Amazon relents on cell phone ban following union demands

Of all the convoluted worker policies in Amazon’s handbooks, perhaps the most unnecessarily strict is the company’s total cell phone ban. Now Amazon is permanently reversing that ban, allowing warehouse workers to keep their phones on them during shift hours.

“We recognize the desire for employees to keep their mobile phones with them inside facilities, and the last two years have demonstrated that we can safely do so,” an internal notification seen by Motherboard reads.

The long-standing phone ban was actually eased during the pandemic, and Amazon hoped to ramp it up again back in January of this year. That plan was scrapped after a tornado destroyed an Illinois warehouse in December 2021. Six workers died in the collapse; employees demanded they never be required to relinquish their cell phones on the factory floor.

Notably, this concession from Amazon comes just weeks after warehouse workers in Staten Island secured the company’s first-ever union victory. A small step in the right direction.

Union pressure —

Amazon’s warehouse phone ban has long been the subject of ire from employees. Cutting workers off from all contact with the world outside the warehouse is just generally cruel — what if, for example, a mother needs to be available to take a call from daycare? Or, I don’t know, if they need to make plans around a deadly tornado heading their way?

════════════════════

# WORK TASK A
According to the article, what destroyed an Illinois warehouse in December 2021?
# WORK TASK B
List every company, publication, and place named in the article.

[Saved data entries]
════════════════════

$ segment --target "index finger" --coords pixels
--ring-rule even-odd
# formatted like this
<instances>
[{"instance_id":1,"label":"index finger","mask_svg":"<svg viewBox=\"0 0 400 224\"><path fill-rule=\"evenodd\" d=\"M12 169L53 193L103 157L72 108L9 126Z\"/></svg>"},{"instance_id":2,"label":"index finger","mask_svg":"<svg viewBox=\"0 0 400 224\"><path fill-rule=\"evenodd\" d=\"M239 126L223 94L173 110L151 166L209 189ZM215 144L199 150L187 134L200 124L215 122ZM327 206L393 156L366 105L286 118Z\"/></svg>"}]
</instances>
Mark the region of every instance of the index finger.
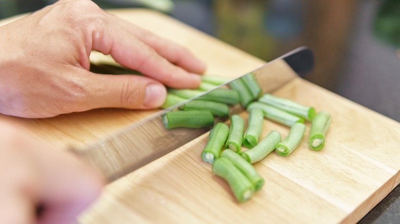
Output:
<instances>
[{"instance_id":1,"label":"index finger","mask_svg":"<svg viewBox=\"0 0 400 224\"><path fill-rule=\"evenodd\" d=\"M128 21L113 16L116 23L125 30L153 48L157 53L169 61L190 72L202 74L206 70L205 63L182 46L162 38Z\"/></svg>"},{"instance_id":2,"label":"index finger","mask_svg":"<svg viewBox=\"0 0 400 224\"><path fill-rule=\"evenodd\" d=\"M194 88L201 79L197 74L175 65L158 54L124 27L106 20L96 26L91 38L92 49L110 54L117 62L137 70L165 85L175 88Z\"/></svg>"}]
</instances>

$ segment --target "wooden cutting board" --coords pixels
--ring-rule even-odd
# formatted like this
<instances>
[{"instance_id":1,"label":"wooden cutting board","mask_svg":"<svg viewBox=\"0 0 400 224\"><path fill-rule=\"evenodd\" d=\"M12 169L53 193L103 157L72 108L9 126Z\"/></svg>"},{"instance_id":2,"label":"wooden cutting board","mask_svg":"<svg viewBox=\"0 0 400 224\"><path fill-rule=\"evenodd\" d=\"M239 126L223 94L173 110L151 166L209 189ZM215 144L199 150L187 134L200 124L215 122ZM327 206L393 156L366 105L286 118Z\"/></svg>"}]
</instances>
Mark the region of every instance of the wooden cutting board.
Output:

════════════════════

# EXERCISE RESULT A
A tornado destroyed the Illinois warehouse.

# EXERCISE RESULT B
Amazon, Motherboard, Illinois, Staten Island